* [Work to do]
Leave out the pictures and repeat the rest of the material exactly.

* [Raw records]

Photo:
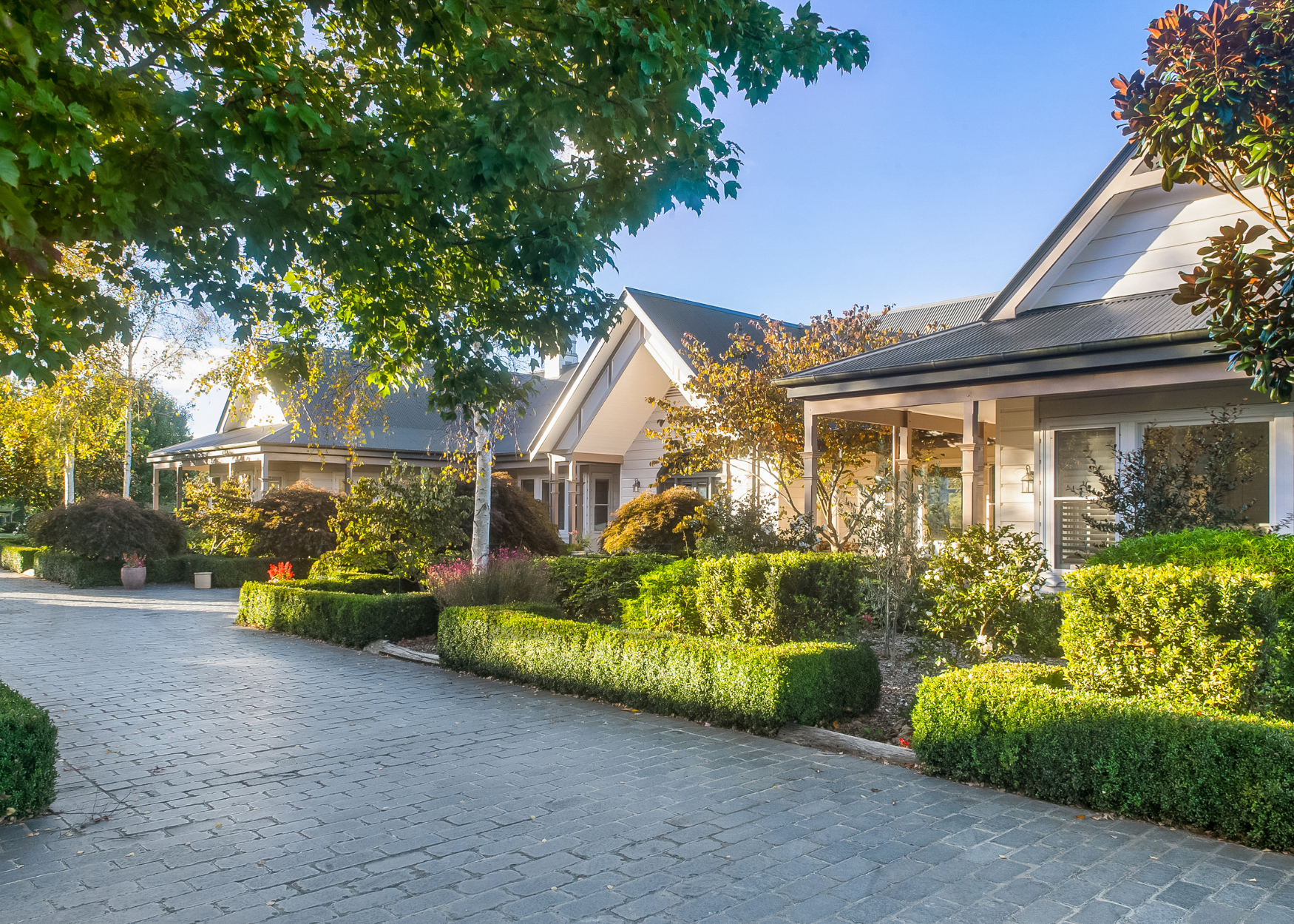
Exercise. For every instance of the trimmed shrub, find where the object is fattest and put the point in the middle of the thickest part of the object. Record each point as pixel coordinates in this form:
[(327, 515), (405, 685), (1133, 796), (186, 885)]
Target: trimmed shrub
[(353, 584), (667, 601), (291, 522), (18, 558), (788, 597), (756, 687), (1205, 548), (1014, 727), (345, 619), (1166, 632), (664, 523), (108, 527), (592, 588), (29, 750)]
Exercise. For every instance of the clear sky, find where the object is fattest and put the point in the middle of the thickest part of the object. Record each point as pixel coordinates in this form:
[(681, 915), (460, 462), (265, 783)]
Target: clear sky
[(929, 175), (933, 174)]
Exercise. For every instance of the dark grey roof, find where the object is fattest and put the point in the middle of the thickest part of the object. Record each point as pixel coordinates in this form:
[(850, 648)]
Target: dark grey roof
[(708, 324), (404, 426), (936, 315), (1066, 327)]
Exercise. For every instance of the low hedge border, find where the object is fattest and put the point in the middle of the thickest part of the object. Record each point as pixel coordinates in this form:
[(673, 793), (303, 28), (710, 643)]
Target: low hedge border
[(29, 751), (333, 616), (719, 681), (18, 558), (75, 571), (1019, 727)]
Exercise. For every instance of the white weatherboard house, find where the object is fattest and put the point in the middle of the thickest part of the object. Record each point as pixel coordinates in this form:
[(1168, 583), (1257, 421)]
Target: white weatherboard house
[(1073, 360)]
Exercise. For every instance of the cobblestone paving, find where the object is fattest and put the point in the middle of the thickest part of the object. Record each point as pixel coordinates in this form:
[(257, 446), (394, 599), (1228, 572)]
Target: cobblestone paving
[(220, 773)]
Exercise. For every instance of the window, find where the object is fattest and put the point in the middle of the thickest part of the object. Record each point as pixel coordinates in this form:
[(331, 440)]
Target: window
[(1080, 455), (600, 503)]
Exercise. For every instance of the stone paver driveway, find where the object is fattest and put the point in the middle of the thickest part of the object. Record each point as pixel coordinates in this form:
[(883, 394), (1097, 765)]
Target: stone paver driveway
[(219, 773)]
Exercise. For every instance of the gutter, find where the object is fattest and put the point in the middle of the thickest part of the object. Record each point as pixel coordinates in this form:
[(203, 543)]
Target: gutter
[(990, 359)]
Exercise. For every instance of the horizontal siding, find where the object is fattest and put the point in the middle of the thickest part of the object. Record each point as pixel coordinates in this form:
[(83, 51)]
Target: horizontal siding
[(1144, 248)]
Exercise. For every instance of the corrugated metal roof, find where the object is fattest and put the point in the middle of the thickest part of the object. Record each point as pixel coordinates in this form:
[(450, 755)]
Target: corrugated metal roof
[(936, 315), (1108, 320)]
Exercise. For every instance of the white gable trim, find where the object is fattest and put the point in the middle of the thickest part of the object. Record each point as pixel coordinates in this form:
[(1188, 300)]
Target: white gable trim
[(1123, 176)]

* [Exercise output]
Photo:
Exercise. For every instance of the trimmed shrub, find where the object is fattest and put the point in the middle of the thickest part of the object. Record each point as pixel coordinates in this form:
[(327, 515), (405, 685), (1133, 796), (186, 885)]
Target: trimmed shrub
[(353, 584), (667, 601), (291, 522), (18, 558), (788, 597), (756, 687), (1205, 548), (1014, 727), (345, 619), (1166, 632), (664, 523), (108, 527), (592, 588), (29, 750)]
Exercise. For every instance of the clear sky, find where the object is fattest and put the point in the middle of the thickest part of the object. Record each point as pixel coordinates in this form:
[(681, 915), (460, 462), (265, 783)]
Target: clear sky
[(929, 175), (933, 174)]
Exercise. For every instance of the dark grey roof, find where the object is fattest and put the point in the middle of the thickest part of the object. Record each point as pixel coordinates in this form:
[(850, 648)]
Target: dark grey roof
[(708, 324), (404, 426), (936, 315), (1066, 327)]
Exercise. For every instance of the low hedge border, find where the object is fattest and put the point in the middle of the thickest part of the object. Record each point as pixel coordinates in this form:
[(673, 793), (303, 28), (710, 643)]
Target: low hedge border
[(29, 751), (333, 616), (719, 681), (18, 558), (75, 571), (1019, 727)]
Exercise. For every instance of the white weatherboard house, find where the object is fattest and put the point in the middle of the thickest part of the object. Record each point as pixel coordinates in this form:
[(1168, 583), (1257, 421)]
Target: white weatherboard house
[(1073, 360)]
Exercise. For every instance of the cobblestone paving, find where the object is fattest and put the point in the middle of the thickest part of the object. Record each point as pixel coordinates in this form:
[(257, 446), (394, 599), (1228, 572)]
Target: cobblestone paving
[(220, 773)]
Exercise. For every instance of the window, find where the object is fattest and put the point in the middle of the thickest part of the object. Record each point as pixel coordinates in this form:
[(331, 440)]
Target: window
[(1080, 455), (600, 503)]
Exercise. For every instance of the stone paver driveway, find where the object is fattest and put the point in the middle of the thickest part of the object. Record each point as pixel coordinates in this form:
[(883, 394), (1097, 765)]
Target: stone paver driveway
[(219, 773)]
Exercise. For every instance of the gutter, find where the object is fattest and put the point in the middle of the thickest part of the object. Record each point as pixel coordinates in this form:
[(203, 543)]
Target: gutter
[(990, 359)]
Exercise. For every instance of the horizontal siding, find where the object is fattest and put the point in the middle of the thickest part of the object. Record each point as pixel coordinates in this form:
[(83, 51)]
Target: horizontal siding
[(1144, 248)]
Exercise. For every instance of the corrugated metal roof, find where the object is fattest and put the point in the middle of the thickest part of the object. Record each point as pixel coordinates in this form:
[(450, 755)]
Target: corrugated metal roof
[(936, 315), (1108, 320)]
Exercise. For every instance of the white gable trim, find where the object is fattest and put the point in the middle of the thickest part of the object. Record each point as pixel coordinates in this form:
[(1188, 300)]
Target: white gable trim
[(1123, 176)]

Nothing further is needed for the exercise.